• _Task details_: Convert the lines below into a JSON list of strings, with one string for each line and blank lines omitted.

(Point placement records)

* * * *

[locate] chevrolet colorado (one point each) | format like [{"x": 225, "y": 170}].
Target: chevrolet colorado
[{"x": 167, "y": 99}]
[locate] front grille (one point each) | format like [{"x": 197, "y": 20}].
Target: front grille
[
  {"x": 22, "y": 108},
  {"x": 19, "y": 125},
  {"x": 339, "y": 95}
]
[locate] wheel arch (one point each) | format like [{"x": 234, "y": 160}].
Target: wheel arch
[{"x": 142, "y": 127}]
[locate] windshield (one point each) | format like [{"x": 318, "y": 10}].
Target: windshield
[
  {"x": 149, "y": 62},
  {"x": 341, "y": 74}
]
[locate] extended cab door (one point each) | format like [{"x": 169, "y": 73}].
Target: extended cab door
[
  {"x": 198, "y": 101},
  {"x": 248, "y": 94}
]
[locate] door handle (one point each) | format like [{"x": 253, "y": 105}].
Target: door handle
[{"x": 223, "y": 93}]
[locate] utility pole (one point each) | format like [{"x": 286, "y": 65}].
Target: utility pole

* * * *

• _Result of the exercise_:
[
  "[locate] chevrolet colorado (one point each) | format like [{\"x\": 225, \"y\": 170}].",
  "Target: chevrolet colorado",
  "[{\"x\": 167, \"y\": 99}]",
  "[locate] front grille (one point each) | format like [{\"x\": 197, \"y\": 20}].",
  "Target: front grille",
  "[",
  "  {\"x\": 22, \"y\": 108},",
  "  {\"x\": 19, \"y\": 125},",
  "  {\"x\": 339, \"y\": 95}",
  "]",
  "[locate] wheel arch (one point each) | format like [{\"x\": 234, \"y\": 160}].",
  "Target: wheel arch",
  "[{\"x\": 142, \"y\": 127}]",
  "[locate] windshield (one point each) | format like [{\"x\": 318, \"y\": 10}].",
  "Target: windshield",
  "[",
  "  {\"x\": 149, \"y\": 62},",
  "  {\"x\": 341, \"y\": 74}",
  "]",
  "[locate] extended cab door (one point each) | format like [{\"x\": 169, \"y\": 73}].",
  "Target: extended cab door",
  "[",
  "  {\"x\": 198, \"y\": 101},",
  "  {\"x\": 248, \"y\": 94}",
  "]",
  "[locate] door handle (one point each) | format like [{\"x\": 253, \"y\": 105}].",
  "Target: door handle",
  "[{\"x\": 223, \"y\": 93}]",
  "[locate] utility pole (one point each) | format like [{\"x\": 286, \"y\": 65}].",
  "Target: utility pole"
]